• [Action item]
When a line of the entries contains the word "every", report that line.

• [Extracted entries]
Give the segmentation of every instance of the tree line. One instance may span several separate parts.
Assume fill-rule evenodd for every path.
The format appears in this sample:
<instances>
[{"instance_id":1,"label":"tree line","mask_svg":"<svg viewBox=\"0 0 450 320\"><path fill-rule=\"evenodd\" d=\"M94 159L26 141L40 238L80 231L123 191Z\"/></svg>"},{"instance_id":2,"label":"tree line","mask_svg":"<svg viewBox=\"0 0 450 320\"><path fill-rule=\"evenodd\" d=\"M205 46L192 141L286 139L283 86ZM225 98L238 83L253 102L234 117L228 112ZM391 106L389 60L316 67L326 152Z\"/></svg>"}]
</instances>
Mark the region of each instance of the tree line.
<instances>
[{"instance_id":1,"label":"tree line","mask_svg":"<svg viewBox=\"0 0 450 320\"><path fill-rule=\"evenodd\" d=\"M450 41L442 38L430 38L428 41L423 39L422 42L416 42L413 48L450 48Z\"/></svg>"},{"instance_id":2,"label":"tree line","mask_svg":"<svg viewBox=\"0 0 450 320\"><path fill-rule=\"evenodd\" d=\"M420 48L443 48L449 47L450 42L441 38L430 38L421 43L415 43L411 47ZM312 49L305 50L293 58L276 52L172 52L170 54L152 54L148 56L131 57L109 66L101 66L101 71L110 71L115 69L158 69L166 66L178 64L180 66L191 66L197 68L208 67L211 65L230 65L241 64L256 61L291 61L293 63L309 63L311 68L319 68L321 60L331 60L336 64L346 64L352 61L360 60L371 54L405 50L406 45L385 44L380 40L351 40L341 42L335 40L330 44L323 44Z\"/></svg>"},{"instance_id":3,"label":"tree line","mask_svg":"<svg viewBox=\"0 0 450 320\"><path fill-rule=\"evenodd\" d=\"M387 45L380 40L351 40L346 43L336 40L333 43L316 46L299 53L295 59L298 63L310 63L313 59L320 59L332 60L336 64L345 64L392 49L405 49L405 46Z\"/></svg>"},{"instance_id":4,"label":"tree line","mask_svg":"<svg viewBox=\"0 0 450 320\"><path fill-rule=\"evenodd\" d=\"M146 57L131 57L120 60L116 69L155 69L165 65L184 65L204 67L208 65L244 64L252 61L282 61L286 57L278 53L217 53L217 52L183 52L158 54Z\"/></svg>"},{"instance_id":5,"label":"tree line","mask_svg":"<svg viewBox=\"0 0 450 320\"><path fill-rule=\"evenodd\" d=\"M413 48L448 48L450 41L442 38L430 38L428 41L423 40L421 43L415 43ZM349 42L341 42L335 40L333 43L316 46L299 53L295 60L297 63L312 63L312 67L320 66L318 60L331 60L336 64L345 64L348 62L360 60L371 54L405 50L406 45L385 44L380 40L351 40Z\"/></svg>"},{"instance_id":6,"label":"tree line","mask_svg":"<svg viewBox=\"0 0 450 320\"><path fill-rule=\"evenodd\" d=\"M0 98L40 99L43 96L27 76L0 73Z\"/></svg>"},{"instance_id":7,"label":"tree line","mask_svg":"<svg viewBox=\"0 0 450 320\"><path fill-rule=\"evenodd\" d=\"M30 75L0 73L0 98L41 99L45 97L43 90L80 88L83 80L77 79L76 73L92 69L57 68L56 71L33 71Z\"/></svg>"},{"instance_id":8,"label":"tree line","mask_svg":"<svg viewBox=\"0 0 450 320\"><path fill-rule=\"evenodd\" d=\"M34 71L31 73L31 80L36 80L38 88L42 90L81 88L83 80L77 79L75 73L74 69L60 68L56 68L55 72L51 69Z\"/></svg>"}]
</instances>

• [Written answer]
Give the segmentation of every instance of the tree line. One instance may span several separate parts.
Assume fill-rule evenodd for every path.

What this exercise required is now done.